Multicomparison Analysis for the two Quality Scores. Horizontal axis represent the average ranks (the lower, the better).

Table 1. Confidence Intervals for average AAC and DICE

Table 1 reports AAC and DICE confidence intervals for the 3 methods. Results indicate that \({\textit{GSM2}}\) is the most strict one in terms of the amount of selected valid information (with AAC around \(85\,\%\) and DICE around \(65\,\%\)) and it might discard areas that could be considered valid for a further inspection. On the other hand, \({\textit{DOVA}}\) is the most permissive in terms of information discarding (with DICE around \(85\,\%\) but AAC around \(65\,\%\)) and might include some non-informative areas. Finally, \({\textit{WSM}}\) achieves a compromise between AAC and DICE, with both indexes round \(75\,\%\). Figure 4 shows some qualitative examples of NIR region identification using the 3 methods for delimiting their boundary. Manual boundaries are shown in white and automatic ones in green. The first row shows and example of \({\textit{DOVA}}\) under-segmentation but accurate \({\textit{GSM2}}\) and \({\textit{WSM}}\) segmentation of the non-informative region, which includes the lumen and a shadow. The second row shows the opposite behavior with \({\textit{DOVA}}\) and \({\textit{WSM}}\) providing a more accurate segmentation in contrast to a larger non-informative \({\textit{GSM2}}\) region.

Fig. 4.

········

_EXERCISE SET_.
1. In the segmentation results passage, which method strikes a compromise between AAC and DICE, and at about what value are both indexes?
2. Resume the segmentation results passage, picking up right after its final line.

(Saved data entries)
········

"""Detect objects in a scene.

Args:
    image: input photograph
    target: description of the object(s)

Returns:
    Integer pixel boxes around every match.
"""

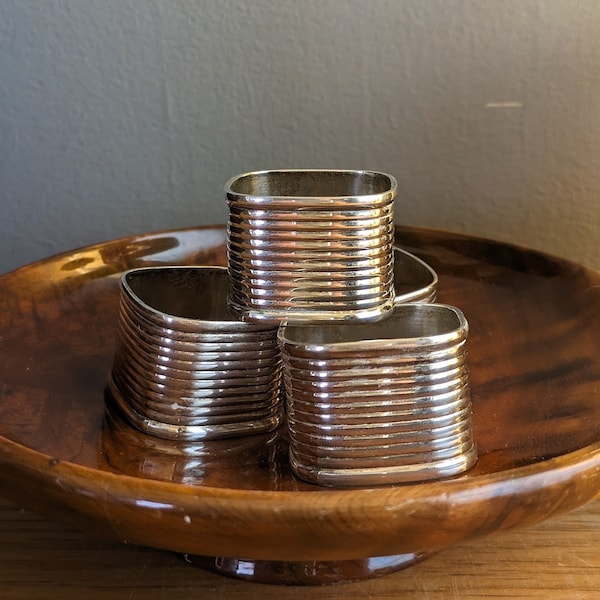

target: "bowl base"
[184,552,433,586]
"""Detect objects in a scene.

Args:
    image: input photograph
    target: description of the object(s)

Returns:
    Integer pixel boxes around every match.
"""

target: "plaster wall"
[0,0,600,271]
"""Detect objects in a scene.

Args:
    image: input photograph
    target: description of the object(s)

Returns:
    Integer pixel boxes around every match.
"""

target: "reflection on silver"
[108,267,283,440]
[225,170,396,322]
[278,303,477,486]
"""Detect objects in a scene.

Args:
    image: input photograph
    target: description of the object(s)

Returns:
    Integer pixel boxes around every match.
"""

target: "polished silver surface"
[278,304,477,486]
[225,170,396,322]
[107,267,283,440]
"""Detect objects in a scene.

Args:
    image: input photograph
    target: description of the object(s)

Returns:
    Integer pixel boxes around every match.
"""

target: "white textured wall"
[0,0,600,271]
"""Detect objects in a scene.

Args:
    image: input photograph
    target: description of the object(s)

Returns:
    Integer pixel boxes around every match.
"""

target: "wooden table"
[0,492,600,600]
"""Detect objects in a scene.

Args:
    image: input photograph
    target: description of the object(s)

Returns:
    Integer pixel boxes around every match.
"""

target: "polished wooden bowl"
[0,227,600,583]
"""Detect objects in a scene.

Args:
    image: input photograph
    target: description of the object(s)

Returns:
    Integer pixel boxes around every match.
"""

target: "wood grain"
[0,221,600,572]
[0,500,600,600]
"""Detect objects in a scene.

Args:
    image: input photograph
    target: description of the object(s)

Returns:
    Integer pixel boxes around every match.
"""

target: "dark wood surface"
[0,227,600,571]
[0,500,600,600]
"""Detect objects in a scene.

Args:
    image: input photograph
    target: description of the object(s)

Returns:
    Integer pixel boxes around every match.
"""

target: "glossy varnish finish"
[0,500,600,600]
[0,228,600,561]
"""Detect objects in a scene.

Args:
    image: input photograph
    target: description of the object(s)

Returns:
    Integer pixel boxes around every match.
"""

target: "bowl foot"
[184,552,432,585]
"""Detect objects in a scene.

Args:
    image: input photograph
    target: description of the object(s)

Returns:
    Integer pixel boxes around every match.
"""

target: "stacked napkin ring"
[226,170,396,322]
[108,267,282,440]
[278,303,477,486]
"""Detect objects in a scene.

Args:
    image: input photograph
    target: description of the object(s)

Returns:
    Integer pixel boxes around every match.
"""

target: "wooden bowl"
[0,227,600,584]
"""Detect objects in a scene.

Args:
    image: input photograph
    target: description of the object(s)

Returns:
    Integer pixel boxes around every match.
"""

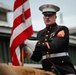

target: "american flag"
[10,0,33,66]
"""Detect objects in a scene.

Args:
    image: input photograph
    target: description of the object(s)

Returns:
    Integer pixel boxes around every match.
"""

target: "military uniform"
[25,4,75,75]
[31,23,75,73]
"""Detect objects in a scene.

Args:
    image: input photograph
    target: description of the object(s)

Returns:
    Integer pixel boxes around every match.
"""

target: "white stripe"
[42,52,69,59]
[10,18,32,47]
[12,46,21,65]
[15,46,21,65]
[14,1,29,19]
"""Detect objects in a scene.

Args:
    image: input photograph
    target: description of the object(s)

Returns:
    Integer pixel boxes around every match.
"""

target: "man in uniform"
[24,4,75,75]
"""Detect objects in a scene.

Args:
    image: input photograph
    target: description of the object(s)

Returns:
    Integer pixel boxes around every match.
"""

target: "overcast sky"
[0,0,76,31]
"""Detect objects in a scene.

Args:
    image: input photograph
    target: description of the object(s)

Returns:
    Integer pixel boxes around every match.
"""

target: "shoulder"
[57,26,69,36]
[57,25,69,32]
[38,28,46,34]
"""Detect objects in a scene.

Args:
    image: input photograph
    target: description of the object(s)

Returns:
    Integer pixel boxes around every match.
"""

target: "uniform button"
[47,31,49,33]
[45,39,47,41]
[38,42,40,44]
[62,61,64,63]
[50,27,51,29]
[46,35,48,37]
[51,38,53,40]
[42,43,44,45]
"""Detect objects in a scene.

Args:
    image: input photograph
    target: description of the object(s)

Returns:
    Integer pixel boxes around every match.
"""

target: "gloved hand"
[24,39,37,58]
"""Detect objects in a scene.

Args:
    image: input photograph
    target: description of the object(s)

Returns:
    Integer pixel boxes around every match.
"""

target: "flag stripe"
[10,26,33,53]
[10,0,33,66]
[14,1,29,19]
[14,0,28,11]
[10,18,31,46]
[12,9,31,30]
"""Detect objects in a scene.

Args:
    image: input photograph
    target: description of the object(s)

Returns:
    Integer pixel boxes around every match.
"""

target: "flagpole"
[22,0,25,66]
[22,48,24,66]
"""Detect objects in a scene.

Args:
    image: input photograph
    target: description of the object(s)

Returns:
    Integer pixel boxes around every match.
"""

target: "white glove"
[24,39,38,58]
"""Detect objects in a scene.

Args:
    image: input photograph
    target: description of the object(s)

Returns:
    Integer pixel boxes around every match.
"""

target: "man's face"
[43,14,56,27]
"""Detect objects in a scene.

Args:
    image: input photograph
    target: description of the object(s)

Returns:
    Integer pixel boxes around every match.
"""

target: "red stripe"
[10,25,33,55]
[12,8,31,32]
[24,8,31,19]
[14,0,27,11]
[12,52,20,66]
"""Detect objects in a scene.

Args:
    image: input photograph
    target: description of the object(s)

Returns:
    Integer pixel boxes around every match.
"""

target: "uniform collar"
[46,23,57,29]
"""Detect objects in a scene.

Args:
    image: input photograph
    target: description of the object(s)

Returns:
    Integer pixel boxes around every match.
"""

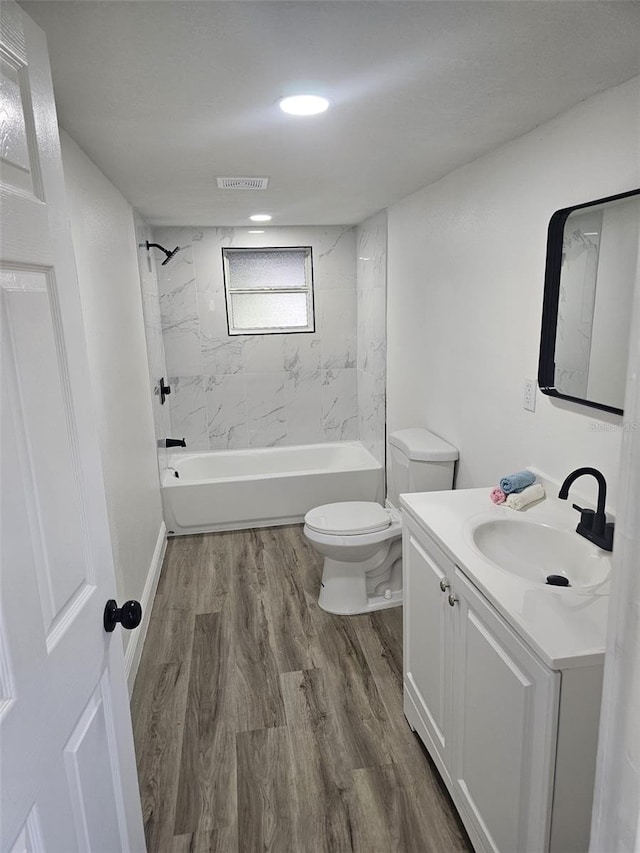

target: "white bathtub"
[162,441,384,536]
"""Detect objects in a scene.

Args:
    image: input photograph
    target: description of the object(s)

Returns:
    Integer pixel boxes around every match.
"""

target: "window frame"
[222,246,316,337]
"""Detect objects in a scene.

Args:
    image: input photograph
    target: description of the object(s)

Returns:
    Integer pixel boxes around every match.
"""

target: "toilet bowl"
[304,429,458,616]
[304,501,402,615]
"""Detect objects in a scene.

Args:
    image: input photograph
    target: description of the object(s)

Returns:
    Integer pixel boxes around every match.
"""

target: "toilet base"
[318,588,402,616]
[318,539,402,616]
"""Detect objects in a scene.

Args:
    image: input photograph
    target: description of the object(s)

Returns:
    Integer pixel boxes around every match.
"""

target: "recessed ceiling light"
[278,95,329,116]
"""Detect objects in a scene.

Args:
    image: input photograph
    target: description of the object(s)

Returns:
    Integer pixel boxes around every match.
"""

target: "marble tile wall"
[154,227,358,450]
[134,213,171,472]
[356,210,387,465]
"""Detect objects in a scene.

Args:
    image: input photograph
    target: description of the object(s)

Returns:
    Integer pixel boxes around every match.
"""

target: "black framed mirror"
[538,189,640,415]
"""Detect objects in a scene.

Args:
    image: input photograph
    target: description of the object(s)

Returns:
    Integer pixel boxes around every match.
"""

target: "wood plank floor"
[132,526,472,853]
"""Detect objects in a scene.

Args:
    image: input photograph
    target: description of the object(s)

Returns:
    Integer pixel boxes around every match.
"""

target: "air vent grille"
[216,177,269,190]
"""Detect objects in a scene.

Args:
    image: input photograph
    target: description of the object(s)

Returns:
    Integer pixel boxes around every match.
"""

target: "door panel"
[0,0,145,853]
[452,572,559,853]
[404,531,454,765]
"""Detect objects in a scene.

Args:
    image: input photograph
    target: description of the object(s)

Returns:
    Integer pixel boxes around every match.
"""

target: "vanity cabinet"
[403,517,602,853]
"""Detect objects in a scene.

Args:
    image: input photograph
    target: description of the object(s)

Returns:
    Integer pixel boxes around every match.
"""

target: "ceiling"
[21,0,640,226]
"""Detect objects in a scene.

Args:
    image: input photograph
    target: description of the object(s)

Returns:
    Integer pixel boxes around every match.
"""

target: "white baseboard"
[124,521,167,696]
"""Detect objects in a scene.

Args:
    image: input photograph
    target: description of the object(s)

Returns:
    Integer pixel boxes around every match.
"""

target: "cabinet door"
[403,528,455,779]
[452,570,560,853]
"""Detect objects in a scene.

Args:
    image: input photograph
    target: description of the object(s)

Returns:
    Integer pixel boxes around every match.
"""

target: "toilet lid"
[304,501,391,536]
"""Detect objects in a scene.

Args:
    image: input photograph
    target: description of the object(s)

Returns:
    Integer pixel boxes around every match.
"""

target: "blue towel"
[500,471,536,495]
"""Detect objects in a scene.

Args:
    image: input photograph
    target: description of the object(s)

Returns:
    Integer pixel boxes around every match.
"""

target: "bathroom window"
[222,246,315,335]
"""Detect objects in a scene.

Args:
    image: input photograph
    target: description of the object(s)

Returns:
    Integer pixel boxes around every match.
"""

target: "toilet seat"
[304,501,393,536]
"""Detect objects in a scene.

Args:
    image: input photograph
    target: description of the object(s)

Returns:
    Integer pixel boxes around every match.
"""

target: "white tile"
[322,370,358,441]
[245,372,287,447]
[317,290,357,370]
[165,376,209,450]
[358,370,386,465]
[205,373,249,450]
[193,228,236,293]
[283,334,321,381]
[160,292,202,376]
[284,370,324,444]
[356,210,387,290]
[313,227,356,291]
[150,228,195,294]
[242,335,285,373]
[202,338,244,375]
[197,291,232,342]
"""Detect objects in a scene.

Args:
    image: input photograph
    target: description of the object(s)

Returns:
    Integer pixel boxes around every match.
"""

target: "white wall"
[356,210,387,465]
[589,238,640,853]
[387,78,640,504]
[60,131,164,680]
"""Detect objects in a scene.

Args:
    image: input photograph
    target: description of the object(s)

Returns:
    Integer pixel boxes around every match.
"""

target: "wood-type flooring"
[132,525,472,853]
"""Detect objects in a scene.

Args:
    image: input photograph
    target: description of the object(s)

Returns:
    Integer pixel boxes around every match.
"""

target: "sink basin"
[470,518,611,589]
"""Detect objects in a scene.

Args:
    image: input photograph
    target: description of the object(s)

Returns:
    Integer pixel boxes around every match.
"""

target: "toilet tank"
[387,429,458,507]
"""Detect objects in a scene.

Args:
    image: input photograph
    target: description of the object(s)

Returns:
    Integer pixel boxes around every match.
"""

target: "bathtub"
[162,441,384,536]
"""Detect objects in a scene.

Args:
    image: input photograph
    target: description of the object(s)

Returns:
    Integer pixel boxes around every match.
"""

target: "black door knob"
[102,598,142,634]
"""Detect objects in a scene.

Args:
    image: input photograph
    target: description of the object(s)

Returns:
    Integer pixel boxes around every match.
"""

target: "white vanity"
[401,489,610,853]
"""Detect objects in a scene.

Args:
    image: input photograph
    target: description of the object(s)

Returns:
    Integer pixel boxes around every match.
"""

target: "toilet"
[304,429,458,616]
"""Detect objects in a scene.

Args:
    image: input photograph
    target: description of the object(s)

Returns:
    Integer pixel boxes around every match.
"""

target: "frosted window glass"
[231,293,308,329]
[226,250,307,290]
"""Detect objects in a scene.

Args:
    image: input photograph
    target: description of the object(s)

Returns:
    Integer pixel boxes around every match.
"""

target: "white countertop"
[400,488,610,670]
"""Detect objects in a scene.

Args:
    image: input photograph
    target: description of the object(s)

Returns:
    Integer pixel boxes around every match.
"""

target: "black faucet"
[558,468,614,551]
[160,438,187,447]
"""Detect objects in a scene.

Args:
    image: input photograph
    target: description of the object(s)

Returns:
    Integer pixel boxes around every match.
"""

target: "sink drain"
[547,575,571,586]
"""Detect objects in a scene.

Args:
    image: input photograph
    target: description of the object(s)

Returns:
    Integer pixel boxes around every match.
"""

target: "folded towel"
[500,470,536,495]
[505,483,544,510]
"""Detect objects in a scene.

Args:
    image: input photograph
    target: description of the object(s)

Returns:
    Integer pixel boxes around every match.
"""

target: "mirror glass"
[538,190,640,414]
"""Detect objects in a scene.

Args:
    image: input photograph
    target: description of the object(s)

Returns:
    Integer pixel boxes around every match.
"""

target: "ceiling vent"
[216,178,269,190]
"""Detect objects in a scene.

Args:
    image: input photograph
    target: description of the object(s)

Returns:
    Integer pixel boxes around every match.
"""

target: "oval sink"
[470,518,611,589]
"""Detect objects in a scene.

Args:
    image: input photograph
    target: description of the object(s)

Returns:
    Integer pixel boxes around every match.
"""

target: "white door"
[451,572,560,853]
[0,0,145,853]
[403,525,455,778]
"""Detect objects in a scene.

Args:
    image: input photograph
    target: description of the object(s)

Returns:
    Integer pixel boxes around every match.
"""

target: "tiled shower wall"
[154,227,358,450]
[356,210,387,466]
[134,213,171,471]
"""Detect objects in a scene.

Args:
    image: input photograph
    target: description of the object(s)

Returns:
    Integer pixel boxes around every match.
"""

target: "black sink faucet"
[558,468,614,551]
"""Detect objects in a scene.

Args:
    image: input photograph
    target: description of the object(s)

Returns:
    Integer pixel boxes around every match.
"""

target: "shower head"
[138,240,180,266]
[160,246,180,266]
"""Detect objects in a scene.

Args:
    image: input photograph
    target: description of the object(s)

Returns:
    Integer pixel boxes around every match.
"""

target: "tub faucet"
[558,468,614,551]
[164,438,187,447]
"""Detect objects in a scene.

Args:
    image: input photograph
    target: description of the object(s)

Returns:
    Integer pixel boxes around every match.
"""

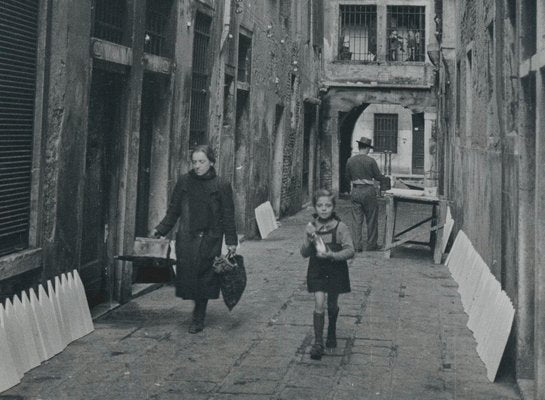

········

_YOUR RESPONSES_.
1. WSM, with both indexes around 75%.

2.
figure 4

Qualitative examples of NIR region identification using as the three proposed methods -GSM2, DOVA and WSM- as boundary detector.

Finally and regarding computation time, all the results presented in this paper have been obtained with a PC with an Intel Core i7 3930K twelve-core processor with 8 GB of RAM memory. In order to develop the different algorithms we have used Matlab scripts and compiled functions to incorporate the GIPL libraries of the CrossVisions package [20]. Obtaining LEM energy maps from a single image takes \(3.87\) s in a single core. The computation time different algorithms for final NIR region calculation from LEM maps is as follows: \(3.82\) s for GSM2, \(4.52\) s for DOVA and \(0.02\) s for WSM. The direct computation of NIR regions using the method proposed in [8, 9] takes \(80.46\) s. All the proposed algorithms are naturally parallelizable and they can be integrated into GPU architectures by image partitioning and individual pixel assignation to core.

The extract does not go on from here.